- **How to complete this task**
Nothing but the records, repeated word for word and free of pictures, belongs in the answer.
-------
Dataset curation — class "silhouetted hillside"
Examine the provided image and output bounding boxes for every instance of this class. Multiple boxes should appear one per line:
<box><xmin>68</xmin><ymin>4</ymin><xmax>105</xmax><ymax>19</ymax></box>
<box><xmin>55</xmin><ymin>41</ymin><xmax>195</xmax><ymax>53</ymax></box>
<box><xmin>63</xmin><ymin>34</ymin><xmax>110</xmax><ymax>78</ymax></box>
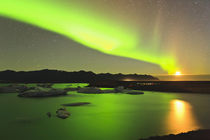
<box><xmin>0</xmin><ymin>69</ymin><xmax>158</xmax><ymax>83</ymax></box>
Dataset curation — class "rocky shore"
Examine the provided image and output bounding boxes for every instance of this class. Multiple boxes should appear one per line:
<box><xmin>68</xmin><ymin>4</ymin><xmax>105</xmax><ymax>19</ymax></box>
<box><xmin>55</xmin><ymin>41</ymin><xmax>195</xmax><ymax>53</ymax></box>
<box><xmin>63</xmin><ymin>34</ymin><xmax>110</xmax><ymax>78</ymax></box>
<box><xmin>140</xmin><ymin>129</ymin><xmax>210</xmax><ymax>140</ymax></box>
<box><xmin>18</xmin><ymin>87</ymin><xmax>68</xmax><ymax>97</ymax></box>
<box><xmin>0</xmin><ymin>84</ymin><xmax>144</xmax><ymax>97</ymax></box>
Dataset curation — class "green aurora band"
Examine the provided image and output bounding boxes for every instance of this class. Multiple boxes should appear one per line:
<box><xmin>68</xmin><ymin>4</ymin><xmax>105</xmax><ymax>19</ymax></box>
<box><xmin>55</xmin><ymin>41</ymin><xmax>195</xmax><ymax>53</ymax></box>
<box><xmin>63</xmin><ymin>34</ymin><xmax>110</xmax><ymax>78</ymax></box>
<box><xmin>0</xmin><ymin>0</ymin><xmax>178</xmax><ymax>73</ymax></box>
-------
- **Completed task**
Dataset curation — class "silhouetted hillside"
Examine the provided image and output bounding boxes for every instance of this class. Multiple boxes should appear one per line:
<box><xmin>68</xmin><ymin>4</ymin><xmax>105</xmax><ymax>19</ymax></box>
<box><xmin>55</xmin><ymin>41</ymin><xmax>195</xmax><ymax>53</ymax></box>
<box><xmin>63</xmin><ymin>34</ymin><xmax>110</xmax><ymax>78</ymax></box>
<box><xmin>0</xmin><ymin>69</ymin><xmax>158</xmax><ymax>83</ymax></box>
Dataset curation — class "rocky shore"
Examine the provided image and output bounding boxes for every instance of this class. Multiple boxes should appear one per line:
<box><xmin>68</xmin><ymin>4</ymin><xmax>105</xmax><ymax>19</ymax></box>
<box><xmin>55</xmin><ymin>41</ymin><xmax>195</xmax><ymax>53</ymax></box>
<box><xmin>63</xmin><ymin>34</ymin><xmax>110</xmax><ymax>78</ymax></box>
<box><xmin>140</xmin><ymin>129</ymin><xmax>210</xmax><ymax>140</ymax></box>
<box><xmin>18</xmin><ymin>87</ymin><xmax>68</xmax><ymax>97</ymax></box>
<box><xmin>0</xmin><ymin>84</ymin><xmax>144</xmax><ymax>97</ymax></box>
Dataset curation — class "green aurora band"
Examine the provided image and output bounding boxes for every instance of this class. Multiple boxes should appear one per line:
<box><xmin>68</xmin><ymin>4</ymin><xmax>105</xmax><ymax>19</ymax></box>
<box><xmin>55</xmin><ymin>41</ymin><xmax>195</xmax><ymax>53</ymax></box>
<box><xmin>63</xmin><ymin>34</ymin><xmax>110</xmax><ymax>78</ymax></box>
<box><xmin>0</xmin><ymin>0</ymin><xmax>178</xmax><ymax>73</ymax></box>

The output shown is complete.